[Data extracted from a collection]
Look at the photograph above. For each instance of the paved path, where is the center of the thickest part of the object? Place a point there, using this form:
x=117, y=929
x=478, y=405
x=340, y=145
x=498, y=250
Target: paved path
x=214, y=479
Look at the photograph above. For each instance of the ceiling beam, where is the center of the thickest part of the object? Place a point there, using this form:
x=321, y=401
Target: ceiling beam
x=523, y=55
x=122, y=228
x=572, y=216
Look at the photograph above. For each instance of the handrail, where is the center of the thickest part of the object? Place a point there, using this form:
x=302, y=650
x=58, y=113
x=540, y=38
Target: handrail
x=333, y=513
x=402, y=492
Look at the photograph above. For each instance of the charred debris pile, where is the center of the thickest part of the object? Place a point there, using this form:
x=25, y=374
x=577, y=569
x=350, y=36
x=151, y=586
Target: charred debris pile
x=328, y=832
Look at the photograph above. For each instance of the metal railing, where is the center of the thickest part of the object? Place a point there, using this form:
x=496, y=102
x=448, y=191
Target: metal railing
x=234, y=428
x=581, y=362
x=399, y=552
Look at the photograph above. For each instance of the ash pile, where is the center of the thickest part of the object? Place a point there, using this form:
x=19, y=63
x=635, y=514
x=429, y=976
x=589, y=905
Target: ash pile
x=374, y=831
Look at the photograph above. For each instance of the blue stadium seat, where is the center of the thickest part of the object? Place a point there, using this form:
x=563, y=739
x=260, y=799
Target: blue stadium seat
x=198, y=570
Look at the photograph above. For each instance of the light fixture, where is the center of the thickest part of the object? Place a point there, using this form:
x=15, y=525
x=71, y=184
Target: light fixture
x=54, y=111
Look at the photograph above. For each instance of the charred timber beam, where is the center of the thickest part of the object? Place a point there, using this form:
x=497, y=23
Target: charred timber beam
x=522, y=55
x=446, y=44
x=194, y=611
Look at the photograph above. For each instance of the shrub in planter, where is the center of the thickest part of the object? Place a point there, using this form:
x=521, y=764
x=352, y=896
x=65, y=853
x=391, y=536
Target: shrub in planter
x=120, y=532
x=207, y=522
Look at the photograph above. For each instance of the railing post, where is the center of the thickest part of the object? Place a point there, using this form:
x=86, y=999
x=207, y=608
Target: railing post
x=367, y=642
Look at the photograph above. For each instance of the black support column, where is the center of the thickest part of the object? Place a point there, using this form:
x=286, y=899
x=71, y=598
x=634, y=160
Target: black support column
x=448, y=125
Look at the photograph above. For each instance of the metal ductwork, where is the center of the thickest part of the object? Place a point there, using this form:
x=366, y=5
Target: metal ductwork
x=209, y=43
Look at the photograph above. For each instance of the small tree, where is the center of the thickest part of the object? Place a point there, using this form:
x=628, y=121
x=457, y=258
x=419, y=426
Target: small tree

> **Written exercise**
Please rewrite the material above, replacing "thickest part" with "widest part" everywhere it occurs and leaving everything else unchanged.

> **Completed exercise**
Look at the photograph above. For each instance of the paved path, where is the center of the widest part of the object? Place a point there, using this form:
x=117, y=929
x=478, y=405
x=340, y=145
x=498, y=250
Target: paved path
x=214, y=479
Look at the photograph above. For each instance of the ceiling beam, where is the center of the widest part of the object? Place a point there, using this form:
x=321, y=401
Target: ceiling beam
x=523, y=55
x=122, y=228
x=572, y=216
Look at the photograph above. For each instance of the handrail, where is the center of the widest part of the object? Place a point there, using this form:
x=302, y=650
x=58, y=113
x=540, y=38
Target: handrail
x=333, y=513
x=402, y=492
Look at the photograph above. For each instance of the charred debris pile, where is the center of the widest part of the object? Place a point there, using this form:
x=25, y=374
x=577, y=569
x=350, y=36
x=151, y=586
Target: charred debris pile
x=328, y=832
Look at the photograph above. For each instance of the metal railing, where is the center of the widest part of the object? Place a point there, using this form:
x=496, y=102
x=448, y=191
Target: metal railing
x=234, y=428
x=581, y=362
x=399, y=552
Look at the photograph above. For each instance of the ash pile, where is the center of the widest part of the object? Place a point there, using this form:
x=19, y=63
x=635, y=514
x=429, y=976
x=589, y=905
Target: ash pile
x=374, y=831
Look at the photograph above. For each instance of the blue stadium seat, where is the center of the widest part of the object? Place a point there, using this form:
x=563, y=739
x=260, y=799
Target: blue stadium seat
x=198, y=570
Look at the photograph above. For each instance of the light fixture, where is the center of the widest part of the object? Place a point there, using this form:
x=15, y=525
x=71, y=184
Target: light fixture
x=54, y=111
Look at the photograph above. For each instance of the charred timber beam, where is the center of the widest part of the object? Place a point there, using this form:
x=497, y=23
Target: charred timber beam
x=522, y=55
x=446, y=44
x=194, y=611
Look at the photograph above. For each instance of the shrub in planter, where is the center of the widest part of the object? Place a point there, using this form:
x=521, y=764
x=352, y=896
x=65, y=853
x=391, y=536
Target: shrub in planter
x=120, y=532
x=207, y=522
Look at the photograph above. For each instance of the railing post, where is the center of the widest part of the object? Place a point there, using this form:
x=86, y=999
x=207, y=608
Target: railing post
x=367, y=642
Look at the photograph above. For each instance of the black support column, where is the center of the widest part of the object? Place a point there, using this form:
x=286, y=899
x=71, y=598
x=634, y=160
Target: black support column
x=448, y=125
Look at the photograph above. For each instance of the metal ductwork, where is the center of the widest part of the object? Place a point there, using this form:
x=366, y=5
Target: metal ductwork
x=209, y=43
Look at the photograph above. For each instance of the small tree, where is the center of the widest part of the object? Place a point there, using this form:
x=628, y=121
x=457, y=258
x=419, y=426
Target: small tree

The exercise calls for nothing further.